* Problèmes à résoudre *
[A] Relevez toutes les personnes nommées dans l'extrait consacré à l'aventure Portal.
[B] Selon l'extrait sur l'aventure Portal, en quelle année la marque BP devient-elle BPS ?
[C] Indiquez si chacune des affirmations suivantes concorde avec l'extrait sur l'aventure Portal : (i) Denis est l'aîné des deux frères Portal ; (ii) c'est Jacques Boudet qui décide de s'associer avec la marque italienne SWM ; (iii) les frères Portal s'installent dans un hangar de 600 m2.

* Extrait *
==========

L'aventure PORTAL

De crossman à BP, puis à BPS avant de …
Les frères Denis et Gilles Portal sont deux très bons crossmen français des années 60 et 70. En 1970, Denis, le cadet, est champion de France 500 Inter et Gilles en 500 National.
Connus pour être d'excellents préparateurs et metteurs au point, ils rencontrent à cette époque Jacques Boudet avec qui ils créent une marque de moto française, la BP (Boudet-Portal)
en 1972, qui devient BPS (Boudet-Portal-Seurat) en 1973 avec l'arrivée de Marcel Seurat.
Au salon 1974, Jacques Boudet décide de s'associer avec la marque italienne SWM et de privilégier la vente de motos rebadgées.
Insatisfaits par cette décision qui ne leur permet plus de développer leurs idées, les frères Portal quittent l'entreprise pour créer leur propre marque.
L'aventure Portal commence ainsi suite à un désaccord entre les fondateurs et financier de BPS, Jacques Boudet, et Denis et Gilles Portal, les techniciens.
Ils s'installent à Reyniès, dans le Tarn-et-Garonne, dans un hangar de 600 m2 et vont réussir pendant 10 ans à jouer dans la cour des grands en produisant des machines "à la carte" parmi
les meilleures du marché. Leur aventure démarre en 1975 en proposant une gamme de motos de cross et d'enduro particulièrement performantes.
Les origines de l'enduro en France !!

==========

* Données *
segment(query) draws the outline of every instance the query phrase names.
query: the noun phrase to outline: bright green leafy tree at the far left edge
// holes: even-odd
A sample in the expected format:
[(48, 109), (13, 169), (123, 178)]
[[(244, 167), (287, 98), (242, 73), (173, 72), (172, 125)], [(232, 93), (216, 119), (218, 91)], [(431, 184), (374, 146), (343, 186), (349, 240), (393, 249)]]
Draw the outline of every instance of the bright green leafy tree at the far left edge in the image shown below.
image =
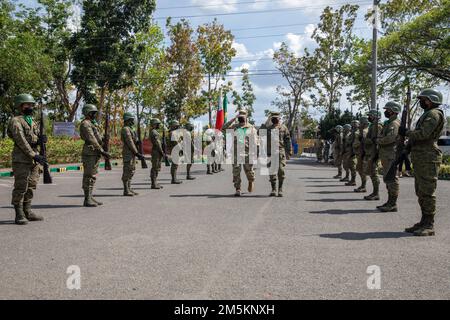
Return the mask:
[(45, 96), (51, 81), (51, 59), (46, 52), (36, 9), (19, 9), (12, 2), (0, 2), (0, 125), (2, 136), (14, 114), (14, 96), (30, 93)]

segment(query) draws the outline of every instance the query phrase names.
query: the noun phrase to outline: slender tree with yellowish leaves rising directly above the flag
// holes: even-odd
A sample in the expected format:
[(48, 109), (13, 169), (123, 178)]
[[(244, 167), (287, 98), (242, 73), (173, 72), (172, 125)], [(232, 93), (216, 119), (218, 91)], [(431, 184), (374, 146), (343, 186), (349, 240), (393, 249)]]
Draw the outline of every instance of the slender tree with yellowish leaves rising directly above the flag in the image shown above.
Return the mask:
[(231, 60), (236, 55), (233, 48), (234, 36), (214, 19), (212, 23), (200, 25), (197, 29), (197, 44), (207, 75), (209, 100), (209, 125), (212, 126), (212, 104), (218, 98), (218, 85), (224, 75), (231, 70)]

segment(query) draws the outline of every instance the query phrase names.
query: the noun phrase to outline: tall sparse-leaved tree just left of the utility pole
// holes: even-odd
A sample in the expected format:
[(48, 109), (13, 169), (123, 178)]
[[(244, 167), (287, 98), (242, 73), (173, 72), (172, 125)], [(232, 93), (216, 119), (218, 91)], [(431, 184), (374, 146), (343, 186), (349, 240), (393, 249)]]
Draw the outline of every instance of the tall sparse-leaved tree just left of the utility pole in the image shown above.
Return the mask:
[(316, 81), (318, 95), (312, 98), (316, 105), (325, 106), (328, 112), (334, 109), (347, 83), (343, 69), (352, 56), (353, 26), (358, 8), (357, 5), (346, 4), (333, 11), (326, 7), (312, 35), (318, 45), (314, 51), (316, 65), (321, 66)]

==========

* Résultats par tâche *
[A] Denis Portal, Gilles Portal, Jacques Boudet, Marcel Seurat

[B] En 1973, avec l'arrivée de Marcel Seurat.

[C]
(i) Non : « Denis, le cadet »
(ii) Oui : « Jacques Boudet décide de s'associer avec la marque italienne SWM »
(iii) Oui : « dans un hangar de 600 m2 »